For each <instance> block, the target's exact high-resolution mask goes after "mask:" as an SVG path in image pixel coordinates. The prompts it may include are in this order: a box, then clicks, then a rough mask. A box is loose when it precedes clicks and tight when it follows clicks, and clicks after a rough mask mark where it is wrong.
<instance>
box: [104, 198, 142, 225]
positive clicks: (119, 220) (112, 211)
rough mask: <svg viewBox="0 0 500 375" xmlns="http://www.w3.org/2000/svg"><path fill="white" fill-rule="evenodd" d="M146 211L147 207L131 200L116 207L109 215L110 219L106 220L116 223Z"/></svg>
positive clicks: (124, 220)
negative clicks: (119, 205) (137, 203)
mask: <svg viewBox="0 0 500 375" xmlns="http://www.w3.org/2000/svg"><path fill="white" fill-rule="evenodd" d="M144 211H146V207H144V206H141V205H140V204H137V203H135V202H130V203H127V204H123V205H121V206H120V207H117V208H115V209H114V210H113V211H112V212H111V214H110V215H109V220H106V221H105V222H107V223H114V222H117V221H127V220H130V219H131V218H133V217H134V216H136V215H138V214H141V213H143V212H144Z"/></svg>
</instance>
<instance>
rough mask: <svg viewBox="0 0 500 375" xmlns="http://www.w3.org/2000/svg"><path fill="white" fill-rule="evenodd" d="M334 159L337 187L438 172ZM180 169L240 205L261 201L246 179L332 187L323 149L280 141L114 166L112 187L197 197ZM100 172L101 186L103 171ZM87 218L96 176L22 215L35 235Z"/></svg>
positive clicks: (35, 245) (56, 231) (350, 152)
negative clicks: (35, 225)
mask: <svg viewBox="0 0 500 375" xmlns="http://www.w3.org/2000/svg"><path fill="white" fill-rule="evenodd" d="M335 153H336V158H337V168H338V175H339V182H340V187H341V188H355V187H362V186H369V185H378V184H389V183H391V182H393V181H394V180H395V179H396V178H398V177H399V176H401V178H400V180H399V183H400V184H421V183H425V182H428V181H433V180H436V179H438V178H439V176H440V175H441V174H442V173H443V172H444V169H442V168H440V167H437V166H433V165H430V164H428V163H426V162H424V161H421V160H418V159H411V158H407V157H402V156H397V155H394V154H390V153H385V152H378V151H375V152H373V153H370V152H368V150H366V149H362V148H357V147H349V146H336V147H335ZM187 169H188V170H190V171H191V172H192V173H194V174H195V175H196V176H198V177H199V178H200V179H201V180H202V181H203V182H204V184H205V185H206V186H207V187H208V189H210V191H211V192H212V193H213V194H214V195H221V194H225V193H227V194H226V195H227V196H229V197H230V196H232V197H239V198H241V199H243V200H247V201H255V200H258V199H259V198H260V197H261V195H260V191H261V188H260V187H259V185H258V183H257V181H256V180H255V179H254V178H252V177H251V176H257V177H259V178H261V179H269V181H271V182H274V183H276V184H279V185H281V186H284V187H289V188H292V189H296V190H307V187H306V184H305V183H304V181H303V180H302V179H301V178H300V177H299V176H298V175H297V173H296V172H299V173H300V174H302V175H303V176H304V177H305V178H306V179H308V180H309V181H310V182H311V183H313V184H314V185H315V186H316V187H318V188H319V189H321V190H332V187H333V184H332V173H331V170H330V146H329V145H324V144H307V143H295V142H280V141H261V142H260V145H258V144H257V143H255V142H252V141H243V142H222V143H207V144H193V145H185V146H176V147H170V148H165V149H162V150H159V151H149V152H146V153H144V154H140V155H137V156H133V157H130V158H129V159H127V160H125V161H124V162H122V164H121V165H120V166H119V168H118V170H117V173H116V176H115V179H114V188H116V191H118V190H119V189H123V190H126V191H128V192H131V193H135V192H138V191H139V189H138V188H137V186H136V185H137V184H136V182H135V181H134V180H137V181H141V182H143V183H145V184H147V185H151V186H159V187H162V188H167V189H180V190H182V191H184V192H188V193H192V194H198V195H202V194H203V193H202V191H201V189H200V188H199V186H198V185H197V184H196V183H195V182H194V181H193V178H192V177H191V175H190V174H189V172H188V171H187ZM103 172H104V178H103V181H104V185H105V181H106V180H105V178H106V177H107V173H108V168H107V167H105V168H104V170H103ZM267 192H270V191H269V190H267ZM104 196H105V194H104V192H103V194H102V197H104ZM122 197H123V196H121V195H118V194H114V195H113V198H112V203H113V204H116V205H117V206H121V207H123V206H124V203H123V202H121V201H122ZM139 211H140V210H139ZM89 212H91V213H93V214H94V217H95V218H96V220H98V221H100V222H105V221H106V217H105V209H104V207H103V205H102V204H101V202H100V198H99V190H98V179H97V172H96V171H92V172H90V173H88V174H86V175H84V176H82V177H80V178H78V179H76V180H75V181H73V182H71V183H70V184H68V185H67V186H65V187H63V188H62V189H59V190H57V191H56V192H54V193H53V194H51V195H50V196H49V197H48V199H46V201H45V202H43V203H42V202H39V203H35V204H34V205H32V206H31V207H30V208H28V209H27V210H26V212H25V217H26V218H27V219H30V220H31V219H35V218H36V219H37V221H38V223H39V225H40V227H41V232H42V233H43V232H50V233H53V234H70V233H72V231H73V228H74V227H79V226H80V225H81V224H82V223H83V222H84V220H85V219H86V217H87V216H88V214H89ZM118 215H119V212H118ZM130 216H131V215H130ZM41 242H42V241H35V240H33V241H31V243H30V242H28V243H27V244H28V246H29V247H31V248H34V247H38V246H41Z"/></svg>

• • • • •

Description of the task: Copy every line of the entries above, character for character, with no changes.

Reply:
For each <instance> block, the target's exact high-resolution mask goes after "mask:" as an SVG path in image pixel coordinates. The prompts it may include are in this order: a box, then clicks, then a rough mask. A box is loose when it precedes clicks and tight when it follows clicks, and clicks after a rough mask mark where it is wrong.
<instance>
box: [104, 198, 142, 225]
positive clicks: (119, 220) (112, 211)
rough mask: <svg viewBox="0 0 500 375" xmlns="http://www.w3.org/2000/svg"><path fill="white" fill-rule="evenodd" d="M146 211L147 207L131 200L116 207L109 215L110 219L106 220L116 223Z"/></svg>
positive clicks: (124, 220)
negative clicks: (119, 205) (137, 203)
mask: <svg viewBox="0 0 500 375" xmlns="http://www.w3.org/2000/svg"><path fill="white" fill-rule="evenodd" d="M144 211H146V207H144V206H141V205H140V204H137V203H135V202H130V203H127V204H123V205H121V206H120V207H117V208H115V209H114V210H113V211H112V212H111V214H110V215H109V220H106V221H105V222H107V223H114V222H117V221H127V220H130V219H131V218H133V217H134V216H136V215H138V214H141V213H143V212H144Z"/></svg>
</instance>
<instance>
rough mask: <svg viewBox="0 0 500 375" xmlns="http://www.w3.org/2000/svg"><path fill="white" fill-rule="evenodd" d="M334 159L337 187L438 172ZM180 169L240 205L261 201L246 179L332 187L323 149L280 141L114 166L112 187L197 197ZM100 172L101 186L103 171ZM87 218L96 176L22 215L35 235Z"/></svg>
positive clicks: (35, 245) (56, 231) (350, 152)
negative clicks: (35, 225)
mask: <svg viewBox="0 0 500 375" xmlns="http://www.w3.org/2000/svg"><path fill="white" fill-rule="evenodd" d="M335 153H336V158H337V168H338V175H339V182H340V187H341V188H355V187H362V186H369V185H378V184H389V183H391V182H393V181H394V180H395V179H396V178H398V177H399V176H401V178H400V180H399V183H400V184H421V183H425V182H428V181H433V180H436V179H438V178H439V176H440V175H441V174H442V173H443V172H444V169H442V168H440V167H437V166H433V165H430V164H428V163H426V162H424V161H421V160H418V159H411V158H407V157H402V156H397V155H394V154H390V153H385V152H378V151H375V152H373V153H370V152H368V150H366V149H362V148H357V147H349V146H336V147H335ZM187 169H188V170H190V171H191V172H192V173H194V174H195V175H196V176H198V177H199V178H200V179H201V180H202V181H203V182H204V184H205V185H206V186H207V187H208V189H210V191H211V192H212V193H213V194H214V195H221V194H225V193H227V194H226V195H227V196H229V197H230V196H232V197H239V198H241V199H243V200H247V201H255V200H258V199H259V198H260V197H261V195H260V191H261V188H260V187H259V185H258V183H257V181H256V180H255V179H254V178H252V177H251V176H257V177H259V178H261V179H269V181H271V182H274V183H276V184H279V185H281V186H284V187H289V188H292V189H296V190H307V187H306V184H305V183H304V181H303V180H302V179H301V178H300V177H299V176H298V175H297V173H296V172H299V173H300V174H302V175H303V176H304V177H305V178H306V179H308V180H309V181H310V182H311V183H313V184H314V185H315V186H316V187H318V188H319V189H321V190H332V187H333V184H332V173H331V170H330V146H329V145H324V144H307V143H295V142H280V141H261V142H260V145H258V144H257V143H255V142H252V141H243V142H222V143H207V144H193V145H185V146H176V147H170V148H165V149H162V150H159V151H149V152H146V153H144V154H140V155H137V156H133V157H130V158H129V159H127V160H125V161H124V162H122V164H121V165H120V166H119V168H118V170H117V173H116V176H115V179H114V188H116V191H118V190H119V189H123V190H126V191H128V192H131V193H135V192H138V191H139V189H138V188H137V186H136V185H137V184H136V182H135V181H134V180H137V181H141V182H143V183H145V184H147V185H151V186H159V187H162V188H167V189H180V190H182V191H184V192H188V193H192V194H198V195H202V194H203V193H202V191H201V189H200V188H199V186H198V185H197V184H196V183H195V182H194V181H193V178H192V177H191V175H190V174H189V172H188V171H187ZM103 172H104V178H103V181H104V185H105V181H106V180H105V178H106V177H107V173H108V168H107V167H105V168H104V170H103ZM267 192H270V191H269V190H267ZM104 196H105V194H104V192H103V194H102V197H104ZM122 197H123V196H121V195H118V194H114V195H113V198H112V203H113V204H116V205H117V206H121V207H123V206H124V203H123V202H121V201H122ZM139 211H140V210H139ZM89 212H91V213H93V214H94V217H95V218H96V220H98V221H100V222H105V221H106V217H105V209H104V207H103V205H102V204H101V202H100V198H99V190H98V179H97V172H96V171H92V172H90V173H88V174H86V175H84V176H82V177H80V178H78V179H76V180H75V181H73V182H71V183H70V184H68V185H67V186H65V187H63V188H62V189H59V190H57V191H56V192H54V193H53V194H51V195H50V196H49V197H48V199H46V201H45V202H43V203H42V202H39V203H35V204H34V205H32V206H31V207H30V208H28V209H27V210H26V212H25V217H26V218H27V219H30V220H31V219H35V218H36V219H37V221H38V223H39V225H40V227H41V232H42V233H43V232H50V233H53V234H70V233H72V231H73V228H74V227H79V226H80V225H81V224H82V223H83V222H84V220H85V219H86V217H87V216H88V214H89ZM118 215H119V212H118ZM130 216H131V215H130ZM41 242H42V241H35V240H33V241H31V243H30V242H28V243H27V244H28V246H29V247H31V248H34V247H38V246H41Z"/></svg>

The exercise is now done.